▶ **Document extract**
+---+

‘We were right at the forefront fighting the pandemic, both in India and globally’

K Giriprakash Bengaluru | Updated on July 25, 2021

MedGenome, a genomics and clinical data-driven diagnostics and drug discovery research company, recently received $15 million funding from IFC. In an interview with BusinessLine, Ruchira Shukla, South Asia Regional Lead for Disruptive Technology Investments at IFC, and Sam Santosh, Chairman and Founder of MedGenome, share their perspective about the work the company is carrying out, especially in the area of Covid virus and research on the vaccine. Excerpts:

IFC has invested in a variety of start-ups. So, how does MedGenome fit into your portfolio?

Ruchira: We are sector-agnostic. We have invested in Byju’s, 1mg, Lenskart, BigBasket etc. MedGenome is India’s leading genomic diagnostics business, and we are very proud of this investment, and I think it is very pertinent at this time, particularly as the world is seeing the worst-ever healthcare crisis that it has ever faced. And if anything, this crisis has underlined for us the importance of smart, personalised effective health tech solutions for the world at large, particularly for emerging markets, where IFC has a strong focus and World Bank has strong operations.

So, in the emerging marketing realm, we have been looking at various business models in the genomic space, and actually have been tracking MedGenome’s performance for the last five years. They have built a unique database of South Asian samples and genomic data.

They are now launching new tests for infectious diseases. So, across the board, they have been pushing the boundaries. And with Covid-19, they have been instrumental in expanding the country’s Covid testing capacity, as well as helping us understand the complexities of this pandemic by doing genetic surveillance to figure out virus variants, and how that impacts the susceptibility to this disease by various patients.

Experts say the third wave of Covid is around the corner. But being a genomics and drug discovery company, what kind of work have you done on Covid so far?

Sam: We were right at the forefront fighting this pandemic, both here in India and globally. From February last year, we started focussing on genetic variants that would affect the response of patients to Covid. We have seen some patients reacting badly, while a few others got away with a couple of weeks of downtime, or in the worst case, hospitalisation.

So, we quickly wanted to see what are the genetic variants that are driving that. So, we put out our first paper in March 2020 itself. We looked at 300,000 genomes that are sequenced genomes and examined their genetic variants.

The Y shaped receptors on the cell surface are more prevalent in the lung and that is how the virus gets in. We examined the structure of these two receptors and we looked at the spiked protein on top of the virus (the orange balls with spikes on top).

+---+

▶ **Recorded data**
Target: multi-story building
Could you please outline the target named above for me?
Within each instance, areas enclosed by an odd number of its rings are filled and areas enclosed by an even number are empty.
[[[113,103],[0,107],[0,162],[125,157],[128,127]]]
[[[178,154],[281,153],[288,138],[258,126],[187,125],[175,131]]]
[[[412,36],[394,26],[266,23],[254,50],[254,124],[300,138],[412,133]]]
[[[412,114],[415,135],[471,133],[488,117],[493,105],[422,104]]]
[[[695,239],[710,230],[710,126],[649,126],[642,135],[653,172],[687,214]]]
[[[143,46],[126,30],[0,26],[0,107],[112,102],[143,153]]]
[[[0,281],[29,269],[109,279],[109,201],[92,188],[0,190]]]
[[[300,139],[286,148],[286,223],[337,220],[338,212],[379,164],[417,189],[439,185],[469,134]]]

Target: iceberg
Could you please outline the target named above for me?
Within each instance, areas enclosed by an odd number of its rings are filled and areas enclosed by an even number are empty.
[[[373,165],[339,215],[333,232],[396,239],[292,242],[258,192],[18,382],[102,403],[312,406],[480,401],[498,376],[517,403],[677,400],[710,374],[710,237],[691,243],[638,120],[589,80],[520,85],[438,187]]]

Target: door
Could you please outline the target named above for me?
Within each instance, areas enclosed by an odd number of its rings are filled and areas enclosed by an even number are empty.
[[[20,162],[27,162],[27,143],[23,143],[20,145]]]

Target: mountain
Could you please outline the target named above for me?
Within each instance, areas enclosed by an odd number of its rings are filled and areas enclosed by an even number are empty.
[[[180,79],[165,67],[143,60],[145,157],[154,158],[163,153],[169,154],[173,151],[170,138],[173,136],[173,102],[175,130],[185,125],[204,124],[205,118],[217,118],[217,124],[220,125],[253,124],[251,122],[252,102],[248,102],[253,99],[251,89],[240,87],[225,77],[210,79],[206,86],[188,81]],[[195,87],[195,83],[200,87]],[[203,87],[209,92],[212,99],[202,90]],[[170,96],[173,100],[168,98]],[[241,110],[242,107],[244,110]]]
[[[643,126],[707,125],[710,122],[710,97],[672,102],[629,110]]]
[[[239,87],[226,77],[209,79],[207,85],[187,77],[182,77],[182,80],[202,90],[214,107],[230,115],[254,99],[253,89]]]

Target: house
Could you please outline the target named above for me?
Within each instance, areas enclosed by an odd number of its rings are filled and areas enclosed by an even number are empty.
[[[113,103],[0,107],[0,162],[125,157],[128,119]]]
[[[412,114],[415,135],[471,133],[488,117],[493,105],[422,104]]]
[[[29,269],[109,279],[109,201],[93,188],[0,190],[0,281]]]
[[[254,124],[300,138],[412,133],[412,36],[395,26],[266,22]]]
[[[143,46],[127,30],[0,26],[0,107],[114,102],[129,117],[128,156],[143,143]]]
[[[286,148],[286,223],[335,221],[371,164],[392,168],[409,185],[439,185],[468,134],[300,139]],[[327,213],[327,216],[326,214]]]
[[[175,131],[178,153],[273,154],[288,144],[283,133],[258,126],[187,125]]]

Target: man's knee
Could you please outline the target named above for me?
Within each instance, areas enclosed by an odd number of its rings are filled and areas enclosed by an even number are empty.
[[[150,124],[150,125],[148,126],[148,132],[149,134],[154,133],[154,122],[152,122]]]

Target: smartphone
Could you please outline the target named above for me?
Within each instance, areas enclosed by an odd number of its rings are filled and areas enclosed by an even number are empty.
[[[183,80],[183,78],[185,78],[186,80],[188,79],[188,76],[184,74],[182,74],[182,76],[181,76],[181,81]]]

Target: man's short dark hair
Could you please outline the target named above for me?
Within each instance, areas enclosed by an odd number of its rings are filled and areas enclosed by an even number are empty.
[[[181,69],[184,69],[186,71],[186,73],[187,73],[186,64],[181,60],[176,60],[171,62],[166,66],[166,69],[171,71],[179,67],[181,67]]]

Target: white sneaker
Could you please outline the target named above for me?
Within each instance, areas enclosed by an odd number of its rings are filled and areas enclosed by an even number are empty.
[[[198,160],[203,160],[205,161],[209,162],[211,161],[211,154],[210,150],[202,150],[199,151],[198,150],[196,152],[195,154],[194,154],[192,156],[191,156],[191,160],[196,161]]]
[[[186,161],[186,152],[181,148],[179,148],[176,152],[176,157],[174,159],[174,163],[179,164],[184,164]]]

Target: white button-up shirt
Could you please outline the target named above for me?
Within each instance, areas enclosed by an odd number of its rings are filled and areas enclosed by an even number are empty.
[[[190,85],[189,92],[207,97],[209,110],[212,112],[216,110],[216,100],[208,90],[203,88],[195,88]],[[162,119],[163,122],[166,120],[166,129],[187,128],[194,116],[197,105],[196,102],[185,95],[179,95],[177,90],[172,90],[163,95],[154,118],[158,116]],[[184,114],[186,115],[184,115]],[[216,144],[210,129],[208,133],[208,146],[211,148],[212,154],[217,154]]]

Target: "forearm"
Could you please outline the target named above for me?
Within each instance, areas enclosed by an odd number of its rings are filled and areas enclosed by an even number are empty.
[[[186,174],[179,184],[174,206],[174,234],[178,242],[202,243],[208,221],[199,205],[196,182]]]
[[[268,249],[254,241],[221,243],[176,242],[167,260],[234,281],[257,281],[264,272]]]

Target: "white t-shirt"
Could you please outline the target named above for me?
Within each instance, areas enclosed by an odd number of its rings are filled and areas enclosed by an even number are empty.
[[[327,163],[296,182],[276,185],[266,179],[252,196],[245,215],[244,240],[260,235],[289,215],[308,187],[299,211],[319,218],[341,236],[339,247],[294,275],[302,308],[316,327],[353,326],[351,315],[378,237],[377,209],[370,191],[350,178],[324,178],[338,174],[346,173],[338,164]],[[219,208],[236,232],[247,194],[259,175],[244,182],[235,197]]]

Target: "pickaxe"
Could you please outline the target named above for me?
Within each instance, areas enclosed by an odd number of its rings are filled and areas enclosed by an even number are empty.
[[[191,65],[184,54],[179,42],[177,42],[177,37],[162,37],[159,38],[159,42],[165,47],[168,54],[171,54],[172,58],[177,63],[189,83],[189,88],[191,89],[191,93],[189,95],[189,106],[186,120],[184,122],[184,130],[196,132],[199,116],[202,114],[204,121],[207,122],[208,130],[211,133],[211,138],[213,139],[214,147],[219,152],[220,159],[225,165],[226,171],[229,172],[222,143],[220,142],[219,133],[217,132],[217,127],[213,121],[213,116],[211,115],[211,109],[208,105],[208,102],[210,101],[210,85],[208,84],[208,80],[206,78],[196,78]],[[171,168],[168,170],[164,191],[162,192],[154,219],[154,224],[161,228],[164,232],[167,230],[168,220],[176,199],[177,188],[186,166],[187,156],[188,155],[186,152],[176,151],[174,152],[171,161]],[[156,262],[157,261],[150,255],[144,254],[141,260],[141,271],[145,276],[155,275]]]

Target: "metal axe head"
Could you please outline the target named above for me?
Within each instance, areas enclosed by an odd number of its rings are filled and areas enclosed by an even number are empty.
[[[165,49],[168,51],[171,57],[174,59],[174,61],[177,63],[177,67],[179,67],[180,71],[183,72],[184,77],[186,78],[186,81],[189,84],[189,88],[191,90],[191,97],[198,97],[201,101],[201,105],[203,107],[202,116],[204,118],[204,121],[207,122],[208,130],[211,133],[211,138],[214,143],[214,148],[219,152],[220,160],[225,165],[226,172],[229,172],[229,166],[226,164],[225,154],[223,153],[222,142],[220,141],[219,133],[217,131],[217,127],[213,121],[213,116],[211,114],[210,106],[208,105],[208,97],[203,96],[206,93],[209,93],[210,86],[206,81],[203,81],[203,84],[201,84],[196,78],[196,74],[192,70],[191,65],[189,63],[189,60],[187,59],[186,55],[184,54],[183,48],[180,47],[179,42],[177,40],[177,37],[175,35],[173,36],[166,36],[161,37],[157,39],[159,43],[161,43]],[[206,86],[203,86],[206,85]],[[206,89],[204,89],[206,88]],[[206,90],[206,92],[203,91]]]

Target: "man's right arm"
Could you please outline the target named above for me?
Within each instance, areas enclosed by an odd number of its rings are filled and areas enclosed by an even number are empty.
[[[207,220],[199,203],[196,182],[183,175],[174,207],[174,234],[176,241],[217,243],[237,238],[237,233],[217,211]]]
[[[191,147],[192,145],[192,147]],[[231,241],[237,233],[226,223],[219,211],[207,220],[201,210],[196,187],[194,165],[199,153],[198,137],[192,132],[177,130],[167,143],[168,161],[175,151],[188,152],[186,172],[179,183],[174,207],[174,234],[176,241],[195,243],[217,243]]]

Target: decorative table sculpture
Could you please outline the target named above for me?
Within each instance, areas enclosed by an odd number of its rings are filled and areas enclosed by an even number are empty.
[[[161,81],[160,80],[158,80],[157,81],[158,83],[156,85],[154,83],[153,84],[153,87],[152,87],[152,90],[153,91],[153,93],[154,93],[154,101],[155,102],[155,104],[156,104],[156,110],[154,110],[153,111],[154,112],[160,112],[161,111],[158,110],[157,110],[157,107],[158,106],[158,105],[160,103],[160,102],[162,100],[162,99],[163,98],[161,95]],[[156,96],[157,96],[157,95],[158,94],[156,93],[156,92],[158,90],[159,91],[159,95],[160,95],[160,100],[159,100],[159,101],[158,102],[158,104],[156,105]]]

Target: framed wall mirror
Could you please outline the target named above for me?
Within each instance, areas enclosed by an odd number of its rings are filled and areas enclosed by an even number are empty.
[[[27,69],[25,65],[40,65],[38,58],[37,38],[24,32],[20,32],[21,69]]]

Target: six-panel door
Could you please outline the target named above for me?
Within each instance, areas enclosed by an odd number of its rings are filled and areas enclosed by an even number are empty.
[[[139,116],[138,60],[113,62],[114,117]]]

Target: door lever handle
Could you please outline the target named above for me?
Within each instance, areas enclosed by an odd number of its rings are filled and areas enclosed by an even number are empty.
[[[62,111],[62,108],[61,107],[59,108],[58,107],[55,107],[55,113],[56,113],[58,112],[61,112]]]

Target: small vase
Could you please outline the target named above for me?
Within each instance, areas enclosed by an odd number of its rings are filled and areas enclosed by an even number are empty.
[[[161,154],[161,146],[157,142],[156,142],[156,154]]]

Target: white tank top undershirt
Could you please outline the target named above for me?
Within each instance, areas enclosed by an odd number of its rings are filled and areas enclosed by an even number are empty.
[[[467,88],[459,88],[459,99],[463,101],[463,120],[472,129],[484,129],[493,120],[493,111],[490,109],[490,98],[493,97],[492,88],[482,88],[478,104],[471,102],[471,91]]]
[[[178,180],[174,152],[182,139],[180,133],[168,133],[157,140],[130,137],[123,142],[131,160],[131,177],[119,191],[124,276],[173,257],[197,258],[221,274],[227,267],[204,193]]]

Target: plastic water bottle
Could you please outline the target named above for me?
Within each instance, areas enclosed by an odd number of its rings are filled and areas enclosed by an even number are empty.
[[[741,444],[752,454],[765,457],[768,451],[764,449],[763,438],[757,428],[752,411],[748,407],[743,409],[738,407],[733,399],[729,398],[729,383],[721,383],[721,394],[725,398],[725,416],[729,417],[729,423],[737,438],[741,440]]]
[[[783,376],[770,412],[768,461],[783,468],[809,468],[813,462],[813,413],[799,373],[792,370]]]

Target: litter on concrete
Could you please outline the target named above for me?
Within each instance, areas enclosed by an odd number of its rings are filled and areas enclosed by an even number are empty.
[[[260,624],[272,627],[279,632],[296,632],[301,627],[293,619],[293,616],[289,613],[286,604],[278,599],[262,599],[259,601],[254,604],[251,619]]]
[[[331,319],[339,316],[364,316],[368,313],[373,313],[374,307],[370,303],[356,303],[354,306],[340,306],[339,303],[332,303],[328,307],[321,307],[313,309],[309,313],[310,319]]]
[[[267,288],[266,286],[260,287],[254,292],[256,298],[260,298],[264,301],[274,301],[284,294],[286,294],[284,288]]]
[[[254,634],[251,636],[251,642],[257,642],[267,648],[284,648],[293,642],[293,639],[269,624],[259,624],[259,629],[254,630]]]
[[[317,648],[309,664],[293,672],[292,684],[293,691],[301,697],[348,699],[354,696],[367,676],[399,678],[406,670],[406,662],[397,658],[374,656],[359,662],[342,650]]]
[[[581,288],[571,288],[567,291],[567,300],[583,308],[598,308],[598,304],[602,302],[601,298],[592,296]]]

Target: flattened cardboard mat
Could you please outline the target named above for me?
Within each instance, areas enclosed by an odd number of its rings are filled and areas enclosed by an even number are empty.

+---+

▶ **Questions to answer**
**a)** In the MedGenome interview, rewrite the passage from "Experts say the" to "worst case, hospitalisation.", substituting "hospital admission" for "hospitalisation".
**b)** Continue the MedGenome interview from its final sentence.

▶ **Solved tasks**
**a)**
Experts say the third wave of Covid is around the corner. But being a genomics and drug discovery company, what kind of work have you done on Covid so far?

Sam: We were right at the forefront fighting this pandemic, both here in India and globally. From February last year, we started focussing on genetic variants that would affect the response of patients to Covid. We have seen some patients reacting badly, while a few others got away with a couple of weeks of downtime, or in the worst case, hospital admission.

**b)**
So, what we found out was that for some the two receptors are so different that the spike protein just doesn’t get in and, hence, are completely immune to the virus. There are those, where the spike really ties into the antibody to these two receptors, and they are the ones who get seriously affected because their infection will be hard on them, while a majority on the neutral place, those who get the infection but it doesn’t really kill them.

Since the data was useful we did not want to wait for a peer review, and we put the first version of the preprint server (repositories) so that everybody could access it. Later it took one year to follow up on that and actually create the antibodies in the lab and draw the structure...what we theoretically predicted is actually right, so that we did and, as you know, that takes time so the structure of the antibodies could really work on the virus which we published two months back on peer review in Nature.

So, what do the research papers say? For example, are Indians more susceptible to the virus?

Sam: As of now, I don’t think that there is anything that actually makes Indians more susceptible. In fact, another paper we published last month clearly shows that in general the susceptibility of Indians is lesser because we have been exposed to many other kinds of infection. It could be because of the climate, our environment, etc.

So, you might ask why is it that we continue to see a rise in cases. That could be because the government may have miscalculated a bit when the first wave went down and did not rush the vaccine and, second, the density of the population. Wearing masks is just one part, but if you look at individual houses, there are a number of people there.

So, what happens is that when the virus spreads fast, it obviously creates more variants. So, it is a vicious cycle, where the variants lead to different types of infections, and there is a possibility of people who have already been infected getting infected again.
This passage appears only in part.